## EXERCISE DIRECTIONS
Down to the last line, transcribe the records verbatim and exclude the images.

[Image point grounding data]
Content starts
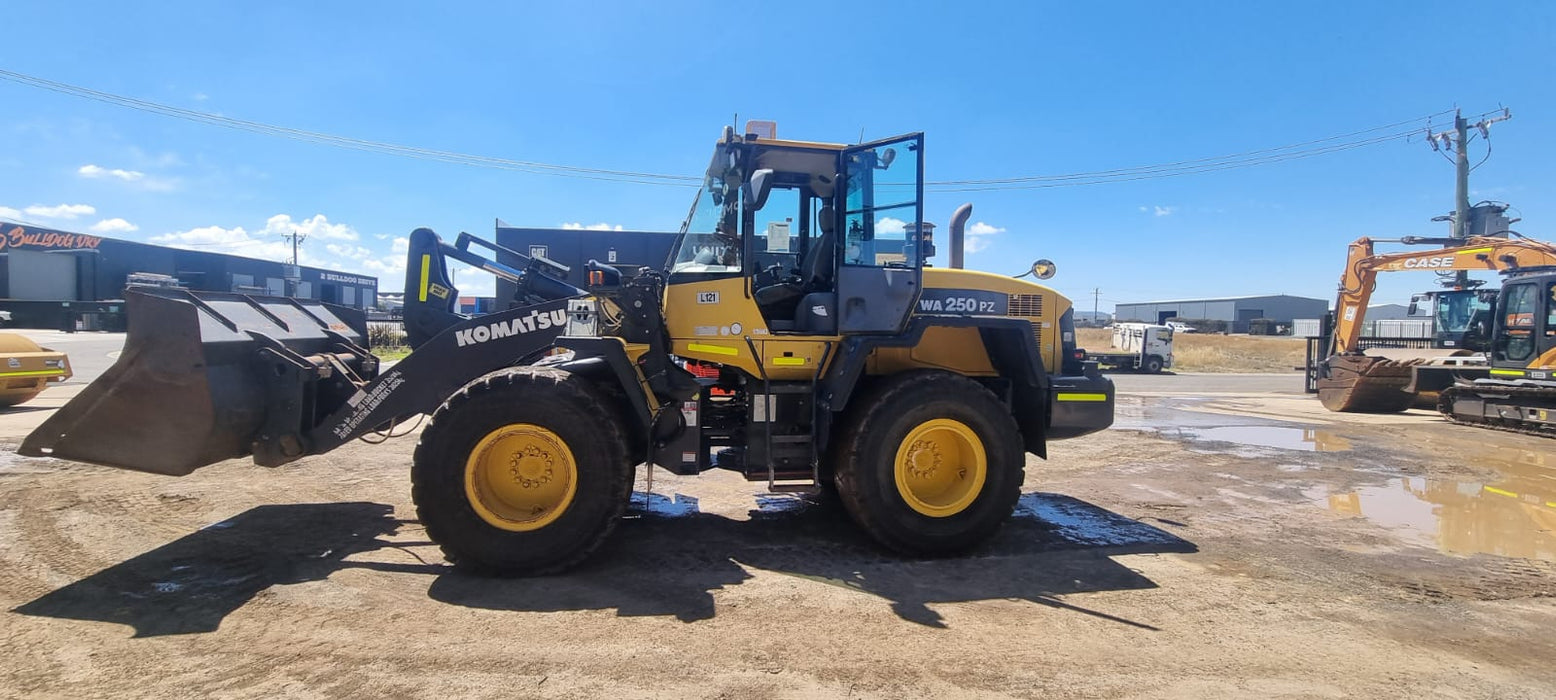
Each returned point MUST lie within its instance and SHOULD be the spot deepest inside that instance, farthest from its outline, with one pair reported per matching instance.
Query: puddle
(1082, 523)
(1303, 439)
(663, 506)
(1510, 515)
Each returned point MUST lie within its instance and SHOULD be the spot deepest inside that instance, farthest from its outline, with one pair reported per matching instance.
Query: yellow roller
(27, 369)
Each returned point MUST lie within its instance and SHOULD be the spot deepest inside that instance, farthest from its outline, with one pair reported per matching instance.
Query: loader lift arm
(430, 296)
(212, 375)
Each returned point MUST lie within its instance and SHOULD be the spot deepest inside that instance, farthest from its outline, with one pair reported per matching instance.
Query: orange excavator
(1519, 391)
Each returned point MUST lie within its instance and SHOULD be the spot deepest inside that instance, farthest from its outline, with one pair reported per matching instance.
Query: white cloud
(601, 226)
(979, 237)
(97, 171)
(335, 249)
(59, 212)
(114, 226)
(316, 227)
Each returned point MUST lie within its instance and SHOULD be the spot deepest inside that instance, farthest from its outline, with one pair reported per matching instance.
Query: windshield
(1455, 310)
(710, 238)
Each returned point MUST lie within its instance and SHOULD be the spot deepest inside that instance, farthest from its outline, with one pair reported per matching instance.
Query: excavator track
(1538, 394)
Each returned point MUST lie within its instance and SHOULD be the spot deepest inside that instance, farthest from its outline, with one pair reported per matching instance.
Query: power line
(347, 142)
(1206, 161)
(1150, 173)
(1247, 159)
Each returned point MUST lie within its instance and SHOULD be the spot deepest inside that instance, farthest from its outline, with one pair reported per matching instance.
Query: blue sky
(1001, 91)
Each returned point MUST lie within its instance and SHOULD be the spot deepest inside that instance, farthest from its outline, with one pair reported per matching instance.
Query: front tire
(931, 462)
(522, 472)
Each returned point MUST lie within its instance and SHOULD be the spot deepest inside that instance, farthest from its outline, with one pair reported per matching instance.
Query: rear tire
(522, 472)
(929, 464)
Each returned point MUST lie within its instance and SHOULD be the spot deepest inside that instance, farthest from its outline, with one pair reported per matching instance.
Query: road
(1226, 539)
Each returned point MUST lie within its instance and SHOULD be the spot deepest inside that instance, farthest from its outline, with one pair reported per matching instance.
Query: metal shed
(1236, 311)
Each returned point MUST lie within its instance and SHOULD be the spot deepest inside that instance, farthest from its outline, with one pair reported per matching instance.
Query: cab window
(1517, 321)
(881, 206)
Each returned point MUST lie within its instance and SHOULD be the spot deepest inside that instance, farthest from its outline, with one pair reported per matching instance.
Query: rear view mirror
(760, 185)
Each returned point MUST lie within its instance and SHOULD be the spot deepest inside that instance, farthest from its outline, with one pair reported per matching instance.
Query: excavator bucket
(1366, 385)
(198, 377)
Content ends
## TASK RESULT
Each returned point MUST lie within its instance and SHOULD be the spot deepest inside that instance, farthest from its outline, with one pair reported per matching instance.
Query: puddle
(1082, 523)
(1303, 439)
(663, 506)
(1510, 515)
Each returned point MUST lie within its instance and SHOULD be the spot deepest inside that instance, farthest from its outline, with one pair reported per matching instance.
Query: yellow roller
(27, 369)
Each returned point MUST lie within its instance and SHOULD be the spot deepest inside that instance, farthest from its outline, with one pair reported per matching instance.
Query: loader lift arm
(430, 296)
(212, 375)
Each returned point MUST lie within its instance and SHOULD be the spot deepest inside that instance, farthest from its outline, with one pair reported per matching instance.
Query: orange excavator
(1519, 391)
Each returned point MUST lie within its instance and SHOULD be the spot deepest inside that instance, farthest from its outline, with one pair reported per matching instance.
Query: white cloud
(601, 226)
(979, 237)
(97, 171)
(335, 249)
(59, 212)
(114, 226)
(316, 227)
Each returned point MUST lie within its instance and SHOULD be the spot deepest inside that instance, farthest from its outline, with one pair reported per matching instance.
Query: windshield
(1455, 310)
(710, 238)
Each returned point MUST lie within its instance and SHOULD be the spot deepest inside that instance, farthest from its outline, with one pair reported per matching instance.
Query: excavator track
(1538, 394)
Each returned point MUST lie within its instance and SHOULD be the spot deepest inside that instance, farthest from its outline, with one pair reported per matching instance.
Query: power line
(347, 142)
(1206, 161)
(1150, 173)
(1247, 159)
Each returned point MUST lie within its instance and SHOULD be the spot deepest inside that instance, farthest from its outline, with one pair reported per matching instance.
Query: blue sky
(1001, 91)
Each returned point MUST lie within its instance and SHOULD be the spot deepest inside that instance, farthest from its outline, with one pair reported per matching instance.
Query: front tire
(931, 462)
(522, 472)
Each returned point MUST lie within its instance and SHOULD be the spot deepest inside that instance, farthest from its outline, with one pair reported per matching instance.
Query: rear tire
(522, 472)
(929, 464)
Each returned point MUST lie within its instance and SHOULD be the spot deepest inside that instance, farthest from its outline, with one pair reported per matching instance.
Query: road
(1226, 539)
Each returned point MUST lie within its instance and SHOULD be the spot deepest inside that instance, farthest from its outline, with one pair reported per matching instance.
Query: metal shed
(1236, 311)
Each returned point MUST lie within its instance and SHOULD be the spot deepest inside that instance, farthest from its outline, with one pair reported per matching instance.
Query: cab window
(1517, 321)
(881, 206)
Each returned point MUST lie within its instance and SHOULD be the spot deepest inside that instance, farthest from its outline, with one pair reported per matching instance.
Query: rear view mirror
(760, 185)
Each returned point MUST lie within its instance and SHOULD be the spot deepest inside that instance, farthest from its outline, with one pair reported per matching instance.
Query: excavator bucket
(1366, 385)
(198, 377)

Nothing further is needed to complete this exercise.